**THE TASK**
Word for word, reproduce every line of the data.
**********
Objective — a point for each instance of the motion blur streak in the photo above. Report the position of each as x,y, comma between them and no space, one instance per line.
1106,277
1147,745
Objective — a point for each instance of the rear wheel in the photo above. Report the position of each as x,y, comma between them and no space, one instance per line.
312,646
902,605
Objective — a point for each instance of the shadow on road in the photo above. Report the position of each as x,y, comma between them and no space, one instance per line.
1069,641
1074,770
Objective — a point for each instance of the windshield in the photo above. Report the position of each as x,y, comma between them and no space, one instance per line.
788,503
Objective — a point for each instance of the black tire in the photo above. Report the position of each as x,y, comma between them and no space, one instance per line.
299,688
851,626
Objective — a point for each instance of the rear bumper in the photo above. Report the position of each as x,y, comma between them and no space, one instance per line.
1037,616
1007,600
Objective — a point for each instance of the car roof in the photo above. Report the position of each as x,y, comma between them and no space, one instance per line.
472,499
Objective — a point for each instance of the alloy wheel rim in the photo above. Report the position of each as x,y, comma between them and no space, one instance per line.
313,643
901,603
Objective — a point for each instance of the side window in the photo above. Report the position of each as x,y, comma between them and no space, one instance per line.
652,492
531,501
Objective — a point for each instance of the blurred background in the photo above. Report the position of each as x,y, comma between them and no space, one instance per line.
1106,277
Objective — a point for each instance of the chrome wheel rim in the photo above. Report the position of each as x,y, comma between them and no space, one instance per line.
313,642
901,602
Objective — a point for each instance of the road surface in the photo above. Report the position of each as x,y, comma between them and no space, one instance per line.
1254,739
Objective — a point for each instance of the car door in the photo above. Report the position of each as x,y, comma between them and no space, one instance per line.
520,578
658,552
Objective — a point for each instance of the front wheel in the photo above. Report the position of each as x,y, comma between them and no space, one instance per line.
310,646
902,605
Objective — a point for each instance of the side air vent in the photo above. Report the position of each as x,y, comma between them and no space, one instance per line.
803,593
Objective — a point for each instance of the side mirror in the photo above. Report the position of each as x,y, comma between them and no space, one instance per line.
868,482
**********
**FINAL ANSWER**
Objective — a point for each instance of the motion blur streak in the photo above. Report the position of each as x,y, comma between them and no space, one instance per line.
1106,277
1147,745
Objective — a point for each instance of the rear wheel in the photo above. Report the position of each as x,y, comma between them and no space, one instance per line.
312,646
902,605
Objective — a point for each instance of the shadow on road in the photo above. Report the position of each as x,y, comma between them and no space, one instance per line.
1069,641
1074,770
Objective — a point for each instance of the windshield in the photo above. Report the position of each as x,y, comma between them and no space, one instance per line.
788,503
Objective — a point for each instance of the black tire in the photo above. Report the position of each as x,y, comma between them and no space, one instance per line.
299,688
851,626
Objective — a point for each instance of the rear bumper in the photo above. Report the position of each as x,y, comma between them and no space, one instance per line.
1037,616
1007,600
Objective — a point for each instance of the car roof in the photo above. Report the position of each as x,y, comma between them and no space, one instance per line.
472,499
Objective — a point for each instance of the alloy wheel rim in the photo above. Report the position of each as x,y, comma between them and no space, one instance per line.
313,643
901,603
Objective — a point for each instance of the side window in the photo above. Report the position of each as x,y, comma between them and no space, one instance per line.
652,492
531,501
Objective — a point for each instance of the blurred background in the photo above. Report the position of each as x,y, comma between them and no space, one instance per line.
1106,277
Objective — a point for each instance of the chrome wheel rim in the photo above. Report the position of each as x,y, comma between them and no space, one instance per line.
313,642
901,602
Objective — a point for each instance of the road surface in the photo above. Report the position of each as x,y, comma between them and no space, one instance per line.
1254,739
Objective — a point for each instance of the car door in the photo above. Report the position of each as x,y, comma between them and no space, one instance per line.
520,578
658,552
Objective — a point for each instance of the front wheel in the photo above. Report the position of each as x,y, comma between them and no space, one instance per line.
310,646
902,605
Objective — a point for each instance of the side air vent in the photo above. Report the position of each as x,y, comma between them and no space, one instance per line.
803,593
Objective — a point for each instance of the side mirror in the photo above. Report the position of each as x,y, comma between them and no space, one instance per line.
868,482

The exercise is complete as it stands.